#### [Given passage]
****************************************
Categorizing the “Foo” fighters – making sense of NoSQL

One of the essential problems with the covering the NoSQL movement is that it describes not what the associated databases are, but what they are not (and doesn’t even do that very well since SQL itself is in many cases orthogonal to the problem the databases are designed to solve).

It is interesting to see fellow analyst Curt Monash facing the same problem. As he notes, while there seems to be a common theme that “NoSQL is Foo without joins and transactions,” no one has adequately defined what “Foo” is.

Curt has proposed HVSP (High-Volume Simple Processing) as an alternative to NoSQL, and while I’m not jumping on the bandwagon just yet, it does pass the Ronseal test (it does what it says on the tin), and it also matches my view of what defines these distributed data store technologies.

Some observations:

  • I agree with Curt’s view that object-oriented and XML databases should not be considered part of this new breed of distributed data store technologies. There is a danger that NoSQL simply comes to mean non-relational.
  • I also agree that MapReduce and Hadoop should not be considered part of this category of data management technologies (which is somewhat ironic since if there is any technology for which the terms NoSQL or Not Only SQL are applicable, it is MapReduce).
  • The vendors associated with the NoSQL movement (Basho, Couchio and MongoDB) are in a problematic position. While they are benefiting from, and to some extent encouraging, interest in NoSQL, the overall term masks their individual benefits. My sense is they will look to move away from it sooner rather than later.
  • Memcached is not a key value store. It is a cache. Hence the name.
  • .
    There are numerous categorizations of the various NoSQL technologies available on the Internet. Without wishing to add yet another to the mix, I have created another one – more for my benefit than anything else.

    It includes a list of users for the various projects (where available), and also some sense of whether the various projects fit into CAP Theorem, an understanding of which is, to my mind, essential for understanding how and why the NoSQL/HVSP movement has emerged (look out for more on CAP Theorem in a follow-up post on alternatives to NoSQL).

    Here’s my take, for those that are interested. As you can see there’s a graph database-shaped whole in my knowledge. I’m hoping to fill that sooner rather than later.

    By the way, our Spotlight report introducing The 451 Group’s formal coverage of NoSQL databases will be available here imminently.

    Update: VMware has announced that it has hired Redis creator Salvatore Sanfilippo, and is taking on the Redis key value store project. The image below has been updated to reflect that, as well as the launch of NorthScale’s Membase.
****************************************
#### [Work to complete]
A. In the NoSQL post, what does HVSP stand for?
B. Please continue the NoSQL post, starting right after its final sentence.

(Items from a data source)
****************************************
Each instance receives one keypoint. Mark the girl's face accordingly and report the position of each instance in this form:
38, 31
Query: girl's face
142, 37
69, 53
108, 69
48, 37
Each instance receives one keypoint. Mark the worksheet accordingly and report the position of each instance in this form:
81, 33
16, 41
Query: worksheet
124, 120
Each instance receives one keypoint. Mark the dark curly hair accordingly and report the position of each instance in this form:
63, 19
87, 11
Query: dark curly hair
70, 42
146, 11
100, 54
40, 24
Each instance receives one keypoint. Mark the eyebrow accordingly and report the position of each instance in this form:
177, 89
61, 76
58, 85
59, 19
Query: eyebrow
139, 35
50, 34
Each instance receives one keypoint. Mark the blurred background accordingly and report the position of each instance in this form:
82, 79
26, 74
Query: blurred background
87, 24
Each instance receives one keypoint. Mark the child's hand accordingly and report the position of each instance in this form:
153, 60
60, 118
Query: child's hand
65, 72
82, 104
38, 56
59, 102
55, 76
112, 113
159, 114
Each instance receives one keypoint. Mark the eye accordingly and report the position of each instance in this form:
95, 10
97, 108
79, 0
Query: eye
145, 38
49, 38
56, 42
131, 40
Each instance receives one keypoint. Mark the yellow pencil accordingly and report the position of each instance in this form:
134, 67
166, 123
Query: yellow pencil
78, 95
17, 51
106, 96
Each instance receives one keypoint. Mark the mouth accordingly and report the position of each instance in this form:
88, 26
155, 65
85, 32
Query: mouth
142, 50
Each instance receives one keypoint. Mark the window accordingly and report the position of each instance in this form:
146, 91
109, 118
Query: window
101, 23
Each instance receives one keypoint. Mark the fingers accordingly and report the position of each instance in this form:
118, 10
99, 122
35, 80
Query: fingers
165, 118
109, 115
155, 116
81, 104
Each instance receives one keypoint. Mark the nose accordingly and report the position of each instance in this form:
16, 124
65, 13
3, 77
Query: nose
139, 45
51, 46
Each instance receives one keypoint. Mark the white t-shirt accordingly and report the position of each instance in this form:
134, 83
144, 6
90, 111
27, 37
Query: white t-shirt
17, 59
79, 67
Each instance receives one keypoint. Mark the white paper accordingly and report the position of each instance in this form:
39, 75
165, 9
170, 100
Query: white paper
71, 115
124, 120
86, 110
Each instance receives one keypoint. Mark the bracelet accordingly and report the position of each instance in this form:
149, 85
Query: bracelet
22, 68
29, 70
****************************************
#### [Per-task outputs]
A. High-Volume Simple Processing

B.
    Tags: , , , , , , , ,

    9 comments ↓

    #1 Nuno Job on 03.15.10 at 2:13 pm

    >> I agree with Curt’s view that object-oriented and
    >> XML databases should not be considered part of
    >> this new breed of distributed data
    >> store technologies.
    >> There is a danger that NoSQL simply comes
    >> to mean non-relational.

    Well sorry to tell you but what the hell does XML has to do with anything? So JSON is ok but XML is not? Or…. Is ’cause it’s hip???

    I thought it was about CAP ? If it is, then some XML databases frekin rock. They produce websites with pentabytes of information, with ingestion rates that would make many websites blush. Aside from that they exhibit the features (sharding, replication, high availability, strict consistency) that most NoSQL systems do but in a completely different maturity level, as they have been doing this for years now!

    Having said that, your point is?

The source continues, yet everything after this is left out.